Given instruction: Find each line in the entries below that contains the string "nose" and copy those lines. Case counts.

Dataset records:

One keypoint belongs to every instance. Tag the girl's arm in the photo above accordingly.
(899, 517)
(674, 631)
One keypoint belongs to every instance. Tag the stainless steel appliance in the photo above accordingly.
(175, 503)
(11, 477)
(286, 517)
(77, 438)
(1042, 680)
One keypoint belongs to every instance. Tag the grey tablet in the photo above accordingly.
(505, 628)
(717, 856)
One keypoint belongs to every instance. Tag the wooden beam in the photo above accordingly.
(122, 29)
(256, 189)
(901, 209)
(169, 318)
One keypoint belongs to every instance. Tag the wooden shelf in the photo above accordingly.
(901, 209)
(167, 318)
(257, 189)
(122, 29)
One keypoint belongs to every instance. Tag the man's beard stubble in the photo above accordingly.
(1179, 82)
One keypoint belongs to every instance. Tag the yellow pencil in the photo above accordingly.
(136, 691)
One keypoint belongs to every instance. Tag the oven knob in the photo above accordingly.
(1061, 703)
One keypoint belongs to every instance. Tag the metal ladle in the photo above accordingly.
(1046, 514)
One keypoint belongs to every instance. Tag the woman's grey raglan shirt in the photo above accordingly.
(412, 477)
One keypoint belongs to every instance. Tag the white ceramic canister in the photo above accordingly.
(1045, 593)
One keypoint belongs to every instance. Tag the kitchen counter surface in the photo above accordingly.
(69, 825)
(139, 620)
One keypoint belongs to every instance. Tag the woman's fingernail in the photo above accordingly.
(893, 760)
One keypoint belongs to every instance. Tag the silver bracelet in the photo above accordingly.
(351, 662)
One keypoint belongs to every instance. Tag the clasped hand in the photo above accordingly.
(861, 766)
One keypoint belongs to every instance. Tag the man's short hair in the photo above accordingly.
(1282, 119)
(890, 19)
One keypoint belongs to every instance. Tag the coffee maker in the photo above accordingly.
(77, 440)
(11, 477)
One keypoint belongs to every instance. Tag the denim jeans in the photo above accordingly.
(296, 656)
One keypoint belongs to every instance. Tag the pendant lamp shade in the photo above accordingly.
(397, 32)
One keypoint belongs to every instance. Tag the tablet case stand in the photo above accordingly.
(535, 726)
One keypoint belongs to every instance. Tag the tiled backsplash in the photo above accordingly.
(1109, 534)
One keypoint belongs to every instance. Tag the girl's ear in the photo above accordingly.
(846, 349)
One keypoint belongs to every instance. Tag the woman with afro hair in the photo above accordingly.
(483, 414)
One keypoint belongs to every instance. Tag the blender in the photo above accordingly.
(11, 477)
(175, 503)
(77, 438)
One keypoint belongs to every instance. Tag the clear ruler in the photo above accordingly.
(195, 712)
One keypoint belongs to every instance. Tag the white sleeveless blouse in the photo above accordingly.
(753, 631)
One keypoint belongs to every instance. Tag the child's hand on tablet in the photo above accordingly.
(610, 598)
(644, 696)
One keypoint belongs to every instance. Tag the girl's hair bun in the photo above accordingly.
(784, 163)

...

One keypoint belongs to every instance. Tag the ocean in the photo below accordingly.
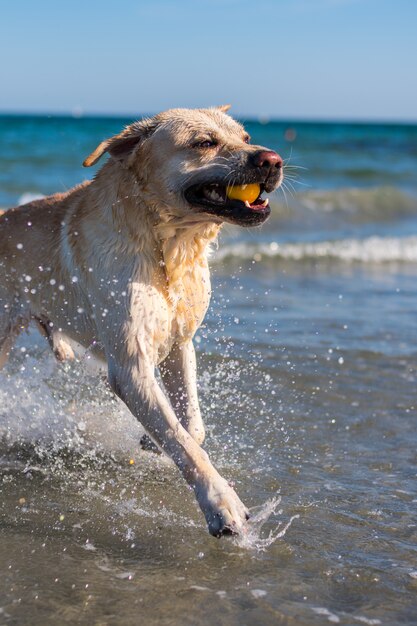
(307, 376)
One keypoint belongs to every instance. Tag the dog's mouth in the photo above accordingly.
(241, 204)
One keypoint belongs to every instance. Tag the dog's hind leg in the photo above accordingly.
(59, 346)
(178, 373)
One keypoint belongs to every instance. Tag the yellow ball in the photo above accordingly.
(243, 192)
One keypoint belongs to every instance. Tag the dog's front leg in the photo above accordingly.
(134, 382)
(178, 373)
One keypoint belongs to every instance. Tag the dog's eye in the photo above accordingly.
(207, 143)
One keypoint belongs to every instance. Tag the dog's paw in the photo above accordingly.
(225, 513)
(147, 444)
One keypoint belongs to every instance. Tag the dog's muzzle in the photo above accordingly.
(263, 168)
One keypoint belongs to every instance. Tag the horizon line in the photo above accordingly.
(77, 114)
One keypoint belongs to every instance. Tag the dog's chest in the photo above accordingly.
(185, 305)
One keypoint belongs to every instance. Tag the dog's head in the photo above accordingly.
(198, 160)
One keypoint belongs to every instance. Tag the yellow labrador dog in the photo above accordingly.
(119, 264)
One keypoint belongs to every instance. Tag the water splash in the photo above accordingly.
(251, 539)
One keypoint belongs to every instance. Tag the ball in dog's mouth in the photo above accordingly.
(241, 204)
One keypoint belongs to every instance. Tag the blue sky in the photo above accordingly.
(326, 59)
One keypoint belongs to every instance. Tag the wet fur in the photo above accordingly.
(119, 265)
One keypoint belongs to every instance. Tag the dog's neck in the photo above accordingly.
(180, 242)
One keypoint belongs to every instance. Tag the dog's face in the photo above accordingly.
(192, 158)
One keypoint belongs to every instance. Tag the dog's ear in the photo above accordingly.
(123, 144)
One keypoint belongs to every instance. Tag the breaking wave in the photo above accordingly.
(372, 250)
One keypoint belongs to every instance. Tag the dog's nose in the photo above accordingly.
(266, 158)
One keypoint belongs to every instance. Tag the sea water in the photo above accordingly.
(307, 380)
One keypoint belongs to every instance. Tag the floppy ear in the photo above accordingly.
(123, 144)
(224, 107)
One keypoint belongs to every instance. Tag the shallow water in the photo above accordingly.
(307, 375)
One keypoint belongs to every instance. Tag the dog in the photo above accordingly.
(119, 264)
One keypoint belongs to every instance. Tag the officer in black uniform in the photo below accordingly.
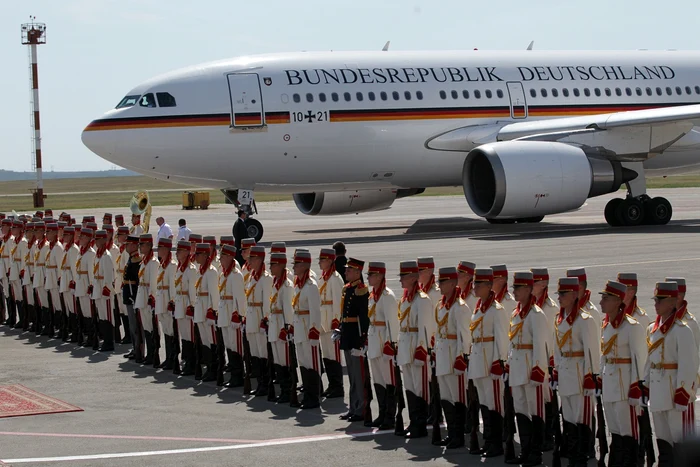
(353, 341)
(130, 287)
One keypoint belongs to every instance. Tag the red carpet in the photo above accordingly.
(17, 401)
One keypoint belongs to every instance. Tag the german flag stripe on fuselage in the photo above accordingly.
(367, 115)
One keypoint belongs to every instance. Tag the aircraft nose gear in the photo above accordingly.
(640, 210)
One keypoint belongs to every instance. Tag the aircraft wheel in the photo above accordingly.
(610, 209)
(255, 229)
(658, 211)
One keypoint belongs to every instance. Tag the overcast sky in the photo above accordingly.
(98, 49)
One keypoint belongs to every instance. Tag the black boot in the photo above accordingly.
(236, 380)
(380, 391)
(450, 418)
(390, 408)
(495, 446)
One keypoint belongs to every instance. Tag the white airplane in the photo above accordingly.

Expected output:
One keypoint belongs to every instance. Tag the dog's nose in the photo above accordingly.
One keypoint belongs to every instance. Tag the aircraft nose gear in the photo above accordingly.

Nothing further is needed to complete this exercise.